## GIVEN EXERCISE
Copy the records below word for word, starting at the line containing "Look at the photo above. For every instance of the aircraft" and ending at the line containing "pixel 449 460".

[Records from a dataset]
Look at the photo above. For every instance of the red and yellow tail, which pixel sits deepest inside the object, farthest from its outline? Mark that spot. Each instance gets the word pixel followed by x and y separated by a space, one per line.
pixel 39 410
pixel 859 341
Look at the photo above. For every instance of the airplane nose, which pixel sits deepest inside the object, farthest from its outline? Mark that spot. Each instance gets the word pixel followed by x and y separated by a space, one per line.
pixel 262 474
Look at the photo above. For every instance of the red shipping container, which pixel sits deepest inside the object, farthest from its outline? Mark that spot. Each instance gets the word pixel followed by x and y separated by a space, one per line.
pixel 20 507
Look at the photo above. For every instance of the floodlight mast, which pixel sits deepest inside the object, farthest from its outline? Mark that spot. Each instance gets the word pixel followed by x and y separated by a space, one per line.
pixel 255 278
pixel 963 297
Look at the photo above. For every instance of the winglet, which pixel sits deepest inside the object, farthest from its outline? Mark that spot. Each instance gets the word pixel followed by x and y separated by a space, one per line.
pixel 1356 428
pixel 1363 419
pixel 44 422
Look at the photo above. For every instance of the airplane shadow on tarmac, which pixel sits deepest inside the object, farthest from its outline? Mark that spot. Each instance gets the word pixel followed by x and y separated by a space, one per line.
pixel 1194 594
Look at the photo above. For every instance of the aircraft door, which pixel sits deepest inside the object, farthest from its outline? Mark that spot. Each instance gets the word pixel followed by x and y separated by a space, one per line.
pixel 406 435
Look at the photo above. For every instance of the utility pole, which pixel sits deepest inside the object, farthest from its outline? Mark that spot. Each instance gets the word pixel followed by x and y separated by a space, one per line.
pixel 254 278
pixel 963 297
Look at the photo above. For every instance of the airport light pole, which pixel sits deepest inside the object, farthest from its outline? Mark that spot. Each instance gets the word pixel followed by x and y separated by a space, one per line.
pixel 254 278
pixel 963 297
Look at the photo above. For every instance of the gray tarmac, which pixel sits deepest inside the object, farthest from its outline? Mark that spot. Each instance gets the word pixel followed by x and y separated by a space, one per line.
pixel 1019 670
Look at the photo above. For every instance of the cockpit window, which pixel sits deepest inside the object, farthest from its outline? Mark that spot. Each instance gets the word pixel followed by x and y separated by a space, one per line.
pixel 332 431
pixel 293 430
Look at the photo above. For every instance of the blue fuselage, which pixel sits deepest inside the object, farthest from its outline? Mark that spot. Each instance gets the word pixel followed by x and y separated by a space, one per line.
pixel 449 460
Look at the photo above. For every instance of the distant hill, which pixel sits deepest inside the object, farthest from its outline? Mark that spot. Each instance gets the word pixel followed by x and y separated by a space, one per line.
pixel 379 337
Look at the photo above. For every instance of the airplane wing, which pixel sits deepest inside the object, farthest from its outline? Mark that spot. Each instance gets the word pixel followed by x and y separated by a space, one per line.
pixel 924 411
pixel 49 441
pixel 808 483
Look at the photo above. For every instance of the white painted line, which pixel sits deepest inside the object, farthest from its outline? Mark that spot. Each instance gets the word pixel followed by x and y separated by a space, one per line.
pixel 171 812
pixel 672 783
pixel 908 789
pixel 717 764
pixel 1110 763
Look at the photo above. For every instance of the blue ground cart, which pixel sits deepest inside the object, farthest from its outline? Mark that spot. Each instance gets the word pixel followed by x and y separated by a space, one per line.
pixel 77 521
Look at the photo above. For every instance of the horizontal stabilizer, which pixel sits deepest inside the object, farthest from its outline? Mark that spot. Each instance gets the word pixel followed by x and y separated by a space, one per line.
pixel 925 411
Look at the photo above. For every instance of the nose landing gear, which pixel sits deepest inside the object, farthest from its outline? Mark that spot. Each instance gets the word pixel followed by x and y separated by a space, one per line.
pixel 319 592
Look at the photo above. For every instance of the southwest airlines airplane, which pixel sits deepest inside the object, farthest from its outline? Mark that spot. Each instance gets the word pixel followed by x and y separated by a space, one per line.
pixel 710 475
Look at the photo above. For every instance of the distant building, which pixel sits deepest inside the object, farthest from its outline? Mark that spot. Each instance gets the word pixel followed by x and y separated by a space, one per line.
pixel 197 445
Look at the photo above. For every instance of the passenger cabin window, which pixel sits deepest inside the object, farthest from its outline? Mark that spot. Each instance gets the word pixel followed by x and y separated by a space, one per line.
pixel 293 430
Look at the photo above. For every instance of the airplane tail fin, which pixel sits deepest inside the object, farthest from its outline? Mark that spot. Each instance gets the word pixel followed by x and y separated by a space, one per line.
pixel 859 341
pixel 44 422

## REPLY
Look at the photo above. For every instance of the aircraft door, which pixel sits deepest inside the object, farthest from its outline? Mark that spot. Each instance gets the word pixel followed by x and y separated by a space, one per line.
pixel 406 435
Look at the photo above. For every instance of the utility pole, which pixel sits deepest inside the object, farthest from its outline? Mark that spot. Each instance gets the word pixel followed by x and y separated by a space, one per line.
pixel 254 278
pixel 963 297
Look at the photo above. For every instance of the airport light pole, which pixel sits deepest inside the object, farthest from its outline? Mark that spot. Each instance gets the word pixel followed by x and y separated by a space, one per line.
pixel 254 278
pixel 963 297
Look at the photo above. For every instance of the gray tarmac, which pixel sits deepest inside the object, farthest from its outline? Mark that spot. Each instance gets the word pixel followed by x and y separated by a space, one per line.
pixel 1019 670
Look at the photo above. For every instance of the cockpit window, which pixel sits deepest inside the object, farthest from its outline? Mark that spot. Each instance gets the word pixel followed by x and y separated by a space, one per line.
pixel 332 431
pixel 293 430
Look at the photo above. For every instance of the blue fuselage, which pixel sits deepest inside the object, farthest from its outline? Mark that spot. Each instance gets the word pixel followed by x and y separated by a space, one per line.
pixel 449 460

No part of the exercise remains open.